◆ **練習題目**:
(A) 在這篇談Elasticsearch處理關聯關係的摘錄中,反範式化設計的缺點是什麼?
(B) 請從這篇談Elasticsearch處理關聯關係的摘錄末尾接著往下寫。

◆ **摘錄**:
★ ★ ★ ★ ★

關係型數據庫的範式化設計:範式化設計(Normalization)的主要目的是減少不必要的更新,但是一個完全範式化設計的數據會經常面臨查詢緩慢的問題(數據庫越範式化,需要Join的表就越多)
反範式化設計(Denormalization):數據扁平,不使用關聯關係,而是在文檔中保存冗餘的數據拷貝
- 優點:無需處理Join操作,數據讀取性能好(Elasticsearch通過壓縮_source字段,減少磁盤的開銷)
- 缺點:不適合在數據頻繁修改的場景
關係型數據庫一般會考慮Normalize數據,在Elasticsearch,往往考慮Denormalize數據(Denormalize的好處:讀的速度快/無需表連接/無需行鎖)
Elasticsearch並不擅長處理關聯關係,一般採取以下四種方式處理
- 對象類型
- 嵌套對象(Nested Object)
- 父子關聯關係(Parent/Child)
- 應用端關聯
對比
Nested Object | Parent/Child | |
---|---|---|
優點 | 文檔存儲在一起,讀取性能高 | 父子文檔可以獨立更新 |
缺點 | 更新嵌套子文檔時,需要更新整個文檔 | 需要額外的內存維護關係,讀取性能相對差 |
對象類型
案例一:文章和作者的信息(1:1關係)
DELETE articles
#設置articles的mappings信息
PUT /articles
{
"mappings": {
"properties": {
"content": {
"type": "text"
},
"time": {
"type": "date"
},
"author": {
"properties": {
"userid": {
"type": "long"

★ ★ ★ ★ ★

[擷取的數據條目]
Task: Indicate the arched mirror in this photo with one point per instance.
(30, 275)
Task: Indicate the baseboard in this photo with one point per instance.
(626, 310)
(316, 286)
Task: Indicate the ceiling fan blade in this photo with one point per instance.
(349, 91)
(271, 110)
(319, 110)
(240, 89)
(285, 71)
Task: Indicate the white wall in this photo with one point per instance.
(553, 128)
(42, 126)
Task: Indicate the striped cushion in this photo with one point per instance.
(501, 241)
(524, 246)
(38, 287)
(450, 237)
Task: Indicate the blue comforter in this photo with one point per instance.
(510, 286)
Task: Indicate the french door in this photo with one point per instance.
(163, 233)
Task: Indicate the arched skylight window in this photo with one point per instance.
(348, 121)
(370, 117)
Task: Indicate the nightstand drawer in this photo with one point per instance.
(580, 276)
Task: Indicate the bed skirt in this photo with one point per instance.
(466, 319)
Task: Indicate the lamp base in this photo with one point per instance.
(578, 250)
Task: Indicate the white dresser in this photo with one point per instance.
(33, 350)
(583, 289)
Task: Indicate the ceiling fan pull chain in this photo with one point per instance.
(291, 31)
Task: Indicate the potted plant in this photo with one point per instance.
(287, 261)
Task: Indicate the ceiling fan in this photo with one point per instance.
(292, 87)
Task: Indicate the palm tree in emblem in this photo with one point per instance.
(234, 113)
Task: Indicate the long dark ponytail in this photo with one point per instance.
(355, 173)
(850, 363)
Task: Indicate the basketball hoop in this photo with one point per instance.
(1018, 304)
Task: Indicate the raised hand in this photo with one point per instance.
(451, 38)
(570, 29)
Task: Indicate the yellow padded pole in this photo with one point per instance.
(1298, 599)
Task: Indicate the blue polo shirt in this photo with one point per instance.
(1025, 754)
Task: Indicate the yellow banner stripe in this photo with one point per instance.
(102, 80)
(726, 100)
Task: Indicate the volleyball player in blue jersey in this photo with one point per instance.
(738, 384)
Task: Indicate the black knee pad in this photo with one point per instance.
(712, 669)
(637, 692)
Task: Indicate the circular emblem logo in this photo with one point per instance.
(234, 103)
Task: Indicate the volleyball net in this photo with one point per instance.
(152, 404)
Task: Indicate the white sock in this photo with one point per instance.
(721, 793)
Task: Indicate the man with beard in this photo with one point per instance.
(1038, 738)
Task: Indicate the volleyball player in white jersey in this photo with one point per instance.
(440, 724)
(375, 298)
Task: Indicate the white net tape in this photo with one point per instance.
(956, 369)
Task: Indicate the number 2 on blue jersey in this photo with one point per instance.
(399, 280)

★ ★ ★ ★ ★

◆ **參考答案**:
(A) 不適合在數據頻繁修改的場景。

(B)
},
"username": {
"type": "keyword"
}
}
}
}
}
}
#插入一條測試數據
PUT articles/_doc/1
{
"content":"Elasticsearch Helloworld!",
"time":"2020-01-01T00:00:00",
"author":{
"userid":1001,
"username":"liu"
}
}
#查詢
POST articles/_search
{
"query": {
"bool": {
"must": [
{"match": {
"content": "Elasticsearch"
}},
{"match": {
"author.username": "liu"
}}
]
}
}
}
案例二:文章和作者的信息(1:n關係)(有問題!)
DELETE articles
#設置articles的mappings信息
PUT /articles
{
"mappings": {
"properties": {
"content": {
"type": "text"
},
"time": {
"type": "date"
},
"author": {
"properties": {
"userid": {
"type": "long"
},
"username": {
"type": "keyword"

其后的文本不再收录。